▶ Work task:
Transcribe the entries exactly as given and skip whatever images they hold.

Stored data:
________________________________________

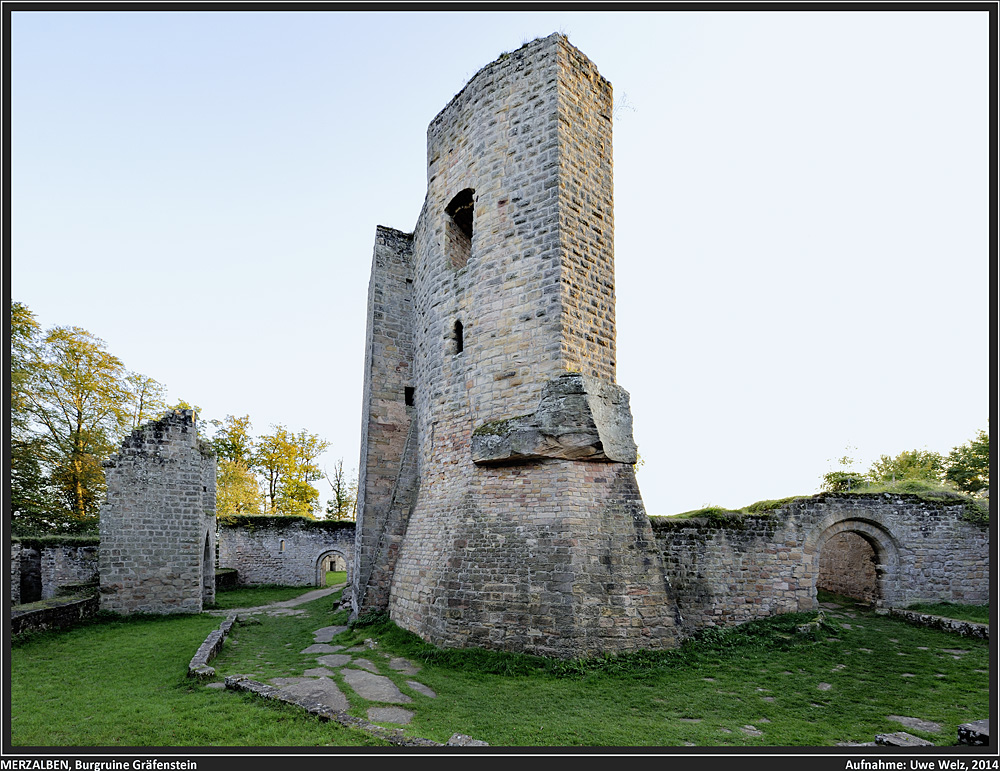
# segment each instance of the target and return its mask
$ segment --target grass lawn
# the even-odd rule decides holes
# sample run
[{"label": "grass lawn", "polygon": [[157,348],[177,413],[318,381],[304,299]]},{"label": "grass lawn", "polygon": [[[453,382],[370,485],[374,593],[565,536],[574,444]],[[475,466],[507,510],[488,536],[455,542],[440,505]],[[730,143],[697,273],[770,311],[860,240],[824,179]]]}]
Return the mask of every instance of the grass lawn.
[{"label": "grass lawn", "polygon": [[[236,590],[240,591],[240,590]],[[303,589],[297,590],[302,593]],[[220,592],[220,601],[228,592]],[[316,666],[300,651],[322,626],[346,623],[338,594],[304,615],[237,625],[212,665],[217,680],[266,682]],[[710,632],[682,648],[592,662],[479,650],[441,650],[384,619],[335,639],[377,641],[371,658],[405,656],[417,679],[408,735],[445,742],[455,732],[491,746],[833,746],[905,730],[939,746],[961,723],[990,713],[989,645],[878,616],[836,597],[818,632],[793,614]],[[237,607],[242,602],[233,605]],[[243,605],[245,606],[245,605]],[[14,642],[12,743],[19,746],[374,746],[365,734],[263,699],[186,677],[218,617],[102,620]],[[340,679],[351,714],[370,703]],[[412,692],[412,691],[411,691]],[[933,721],[907,728],[890,716]],[[395,727],[395,726],[393,726]]]}]

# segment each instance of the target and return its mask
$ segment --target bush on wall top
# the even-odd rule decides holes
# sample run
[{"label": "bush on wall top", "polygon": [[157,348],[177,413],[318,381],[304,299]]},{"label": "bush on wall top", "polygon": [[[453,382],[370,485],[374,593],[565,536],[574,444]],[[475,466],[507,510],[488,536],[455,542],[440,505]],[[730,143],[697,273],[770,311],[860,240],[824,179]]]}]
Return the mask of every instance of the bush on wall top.
[{"label": "bush on wall top", "polygon": [[354,528],[353,520],[310,519],[295,515],[240,514],[220,517],[221,527],[243,527],[247,530],[286,530],[290,527],[304,527],[313,530],[343,530]]}]

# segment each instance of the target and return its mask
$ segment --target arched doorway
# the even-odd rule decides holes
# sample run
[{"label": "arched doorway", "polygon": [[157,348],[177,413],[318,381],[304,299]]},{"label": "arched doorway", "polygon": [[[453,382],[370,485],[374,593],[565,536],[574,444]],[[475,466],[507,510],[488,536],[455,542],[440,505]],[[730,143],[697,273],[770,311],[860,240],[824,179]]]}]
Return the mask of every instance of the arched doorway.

________________________________________

▶ Output of the task:
# segment each instance of the target and return its mask
$ segment --target grass lawn
# the even-odd rule decides holes
# sample run
[{"label": "grass lawn", "polygon": [[157,348],[177,413],[318,381],[304,299]]},{"label": "grass lawn", "polygon": [[[453,382],[370,485],[374,593],[565,536],[574,444]],[[475,466],[507,510],[488,536],[455,542],[440,505]],[[730,143],[697,273],[770,311],[860,240],[824,179]]]}]
Return the mask of every instance of the grass lawn.
[{"label": "grass lawn", "polygon": [[[236,590],[240,591],[240,590]],[[303,589],[297,590],[302,593]],[[220,592],[220,601],[228,592]],[[316,666],[300,651],[322,626],[346,623],[338,594],[304,615],[237,625],[212,665],[217,680],[266,682]],[[710,632],[682,648],[592,662],[479,650],[441,650],[384,619],[335,639],[377,641],[371,658],[405,656],[417,679],[408,735],[445,742],[455,732],[491,746],[833,746],[905,730],[939,746],[961,723],[990,713],[989,645],[878,616],[836,597],[818,632],[793,614]],[[237,607],[242,602],[233,605]],[[243,605],[245,606],[245,605]],[[14,642],[12,743],[19,746],[374,746],[365,734],[263,699],[186,677],[218,617],[102,620]],[[340,679],[351,714],[370,703]],[[412,692],[412,691],[411,691]],[[933,721],[907,728],[890,716]],[[395,727],[395,726],[393,726]]]}]

# segment each instance of the target and return its mask
$ segment --target bush on wall top
# the even-odd rule decides holes
# sample run
[{"label": "bush on wall top", "polygon": [[157,348],[177,413],[318,381],[304,299]]},{"label": "bush on wall top", "polygon": [[[453,382],[370,485],[374,593],[565,536],[574,444]],[[475,466],[507,510],[488,536],[455,542],[440,505]],[[730,143],[697,273],[770,311],[860,240],[824,179]]]}]
Return the mask of every instance of the bush on wall top.
[{"label": "bush on wall top", "polygon": [[354,528],[353,520],[310,519],[295,515],[240,514],[220,517],[221,527],[243,527],[247,530],[286,530],[290,527],[304,527],[313,530],[343,530]]}]

# segment each instance of the target and return its mask
$ segment --target arched doorway
# the even-odd rule decides holes
# sample run
[{"label": "arched doorway", "polygon": [[157,348],[177,413],[318,381],[304,299]]},{"label": "arched doorway", "polygon": [[[453,382],[370,485],[374,593],[565,536],[574,444]],[[475,466],[507,510],[488,536],[455,542],[440,505]],[[730,143],[697,273],[770,311],[860,240],[824,179]]]}]
Return the mask of every instance of the arched doorway.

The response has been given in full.